# PROVIDED DATA
+++

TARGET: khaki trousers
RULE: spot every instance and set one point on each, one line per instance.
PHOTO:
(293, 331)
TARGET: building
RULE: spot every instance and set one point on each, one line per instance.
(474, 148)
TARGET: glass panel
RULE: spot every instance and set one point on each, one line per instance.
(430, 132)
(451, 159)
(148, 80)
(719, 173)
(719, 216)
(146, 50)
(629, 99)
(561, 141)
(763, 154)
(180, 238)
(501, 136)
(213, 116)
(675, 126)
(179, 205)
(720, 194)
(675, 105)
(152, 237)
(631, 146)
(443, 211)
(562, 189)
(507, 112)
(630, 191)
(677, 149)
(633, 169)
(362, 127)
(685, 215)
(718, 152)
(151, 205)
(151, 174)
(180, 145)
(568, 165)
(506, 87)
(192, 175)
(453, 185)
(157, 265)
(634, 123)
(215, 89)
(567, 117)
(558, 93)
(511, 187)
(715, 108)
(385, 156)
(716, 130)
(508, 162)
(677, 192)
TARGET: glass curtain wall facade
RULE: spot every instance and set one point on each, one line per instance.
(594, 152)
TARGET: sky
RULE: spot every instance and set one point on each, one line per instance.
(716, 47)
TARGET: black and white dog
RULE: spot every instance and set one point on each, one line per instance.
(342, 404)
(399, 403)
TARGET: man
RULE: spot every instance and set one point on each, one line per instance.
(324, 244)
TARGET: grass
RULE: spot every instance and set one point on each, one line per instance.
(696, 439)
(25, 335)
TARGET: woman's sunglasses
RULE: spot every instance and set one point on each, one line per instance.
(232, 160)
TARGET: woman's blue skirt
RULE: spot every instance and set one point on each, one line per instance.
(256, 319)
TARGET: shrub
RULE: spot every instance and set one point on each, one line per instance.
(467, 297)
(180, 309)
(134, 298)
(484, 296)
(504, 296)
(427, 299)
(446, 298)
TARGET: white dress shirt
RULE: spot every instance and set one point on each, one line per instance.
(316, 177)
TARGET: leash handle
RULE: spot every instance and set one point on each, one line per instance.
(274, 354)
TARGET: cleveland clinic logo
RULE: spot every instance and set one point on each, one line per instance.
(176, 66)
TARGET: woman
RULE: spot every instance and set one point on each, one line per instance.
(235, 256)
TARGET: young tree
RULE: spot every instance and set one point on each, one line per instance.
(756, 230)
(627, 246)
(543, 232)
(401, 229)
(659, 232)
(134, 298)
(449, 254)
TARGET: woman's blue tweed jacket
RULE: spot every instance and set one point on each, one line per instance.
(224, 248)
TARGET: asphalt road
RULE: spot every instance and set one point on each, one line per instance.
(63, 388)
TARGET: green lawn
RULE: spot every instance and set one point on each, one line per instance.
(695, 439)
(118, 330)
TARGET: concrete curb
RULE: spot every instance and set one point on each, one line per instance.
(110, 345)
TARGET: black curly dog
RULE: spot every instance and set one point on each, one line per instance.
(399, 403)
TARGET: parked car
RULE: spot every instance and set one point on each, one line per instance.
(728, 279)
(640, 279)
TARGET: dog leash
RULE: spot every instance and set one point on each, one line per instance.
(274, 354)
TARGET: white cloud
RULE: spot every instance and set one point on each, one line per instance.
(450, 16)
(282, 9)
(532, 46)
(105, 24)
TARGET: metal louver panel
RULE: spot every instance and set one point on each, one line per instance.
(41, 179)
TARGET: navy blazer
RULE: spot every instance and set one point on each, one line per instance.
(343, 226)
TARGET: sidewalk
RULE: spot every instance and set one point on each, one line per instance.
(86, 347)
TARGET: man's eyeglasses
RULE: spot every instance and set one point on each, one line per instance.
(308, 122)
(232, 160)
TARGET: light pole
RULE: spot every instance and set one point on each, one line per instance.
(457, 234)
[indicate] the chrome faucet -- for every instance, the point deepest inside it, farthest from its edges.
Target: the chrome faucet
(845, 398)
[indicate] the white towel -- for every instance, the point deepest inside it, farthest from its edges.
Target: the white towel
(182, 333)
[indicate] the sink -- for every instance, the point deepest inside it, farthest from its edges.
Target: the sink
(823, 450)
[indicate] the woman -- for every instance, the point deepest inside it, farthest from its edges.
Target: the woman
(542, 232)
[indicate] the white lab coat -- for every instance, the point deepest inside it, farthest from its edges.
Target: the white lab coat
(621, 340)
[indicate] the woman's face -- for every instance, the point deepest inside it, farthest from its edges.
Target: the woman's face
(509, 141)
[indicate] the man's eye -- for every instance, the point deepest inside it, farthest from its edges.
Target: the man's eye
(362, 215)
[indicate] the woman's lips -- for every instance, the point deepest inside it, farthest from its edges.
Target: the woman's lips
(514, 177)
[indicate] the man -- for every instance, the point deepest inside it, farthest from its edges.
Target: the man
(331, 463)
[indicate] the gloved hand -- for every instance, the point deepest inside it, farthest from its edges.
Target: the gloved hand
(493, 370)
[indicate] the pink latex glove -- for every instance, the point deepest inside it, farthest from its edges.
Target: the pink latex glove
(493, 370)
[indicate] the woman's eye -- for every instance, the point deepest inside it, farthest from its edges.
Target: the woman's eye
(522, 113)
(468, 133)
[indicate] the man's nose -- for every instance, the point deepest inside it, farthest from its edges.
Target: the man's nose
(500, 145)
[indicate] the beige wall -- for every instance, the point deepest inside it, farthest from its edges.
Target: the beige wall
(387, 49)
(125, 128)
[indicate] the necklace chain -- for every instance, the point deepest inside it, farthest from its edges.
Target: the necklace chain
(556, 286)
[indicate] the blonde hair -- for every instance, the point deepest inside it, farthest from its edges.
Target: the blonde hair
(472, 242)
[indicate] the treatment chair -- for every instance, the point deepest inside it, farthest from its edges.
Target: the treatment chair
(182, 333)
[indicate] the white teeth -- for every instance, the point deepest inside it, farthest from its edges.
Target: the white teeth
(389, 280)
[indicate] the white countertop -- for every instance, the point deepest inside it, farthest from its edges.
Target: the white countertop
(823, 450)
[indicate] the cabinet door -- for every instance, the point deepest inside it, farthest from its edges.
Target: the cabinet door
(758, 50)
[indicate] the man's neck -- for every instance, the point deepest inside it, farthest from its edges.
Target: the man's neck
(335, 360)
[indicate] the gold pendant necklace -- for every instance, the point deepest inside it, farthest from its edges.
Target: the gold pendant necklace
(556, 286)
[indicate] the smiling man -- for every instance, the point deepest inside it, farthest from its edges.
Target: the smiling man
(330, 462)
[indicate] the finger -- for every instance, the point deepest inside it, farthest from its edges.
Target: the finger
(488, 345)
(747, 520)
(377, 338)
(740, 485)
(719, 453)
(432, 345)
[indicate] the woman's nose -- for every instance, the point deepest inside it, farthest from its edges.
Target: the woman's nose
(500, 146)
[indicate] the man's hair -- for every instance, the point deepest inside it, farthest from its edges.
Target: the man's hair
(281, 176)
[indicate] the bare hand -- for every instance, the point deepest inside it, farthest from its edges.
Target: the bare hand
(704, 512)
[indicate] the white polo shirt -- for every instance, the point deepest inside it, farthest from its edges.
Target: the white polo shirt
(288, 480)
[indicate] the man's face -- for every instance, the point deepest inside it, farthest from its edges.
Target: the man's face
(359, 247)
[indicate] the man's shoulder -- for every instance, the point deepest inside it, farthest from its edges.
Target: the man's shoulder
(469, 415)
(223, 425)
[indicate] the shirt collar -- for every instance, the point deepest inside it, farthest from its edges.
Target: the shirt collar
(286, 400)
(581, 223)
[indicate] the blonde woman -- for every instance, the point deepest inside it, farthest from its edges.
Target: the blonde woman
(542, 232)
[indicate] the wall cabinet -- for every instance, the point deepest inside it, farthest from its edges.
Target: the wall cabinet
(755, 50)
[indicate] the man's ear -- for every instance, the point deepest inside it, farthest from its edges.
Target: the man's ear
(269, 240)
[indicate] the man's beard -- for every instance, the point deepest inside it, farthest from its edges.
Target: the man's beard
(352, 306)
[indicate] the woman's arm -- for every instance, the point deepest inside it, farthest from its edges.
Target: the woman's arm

+++

# EXERCISE PROMPT
Copy out every line of the records that the string "panel" appears in.

# ANSWER TO THIS EXERCISE
TARGET: glass panel
TARGET: metal louver panel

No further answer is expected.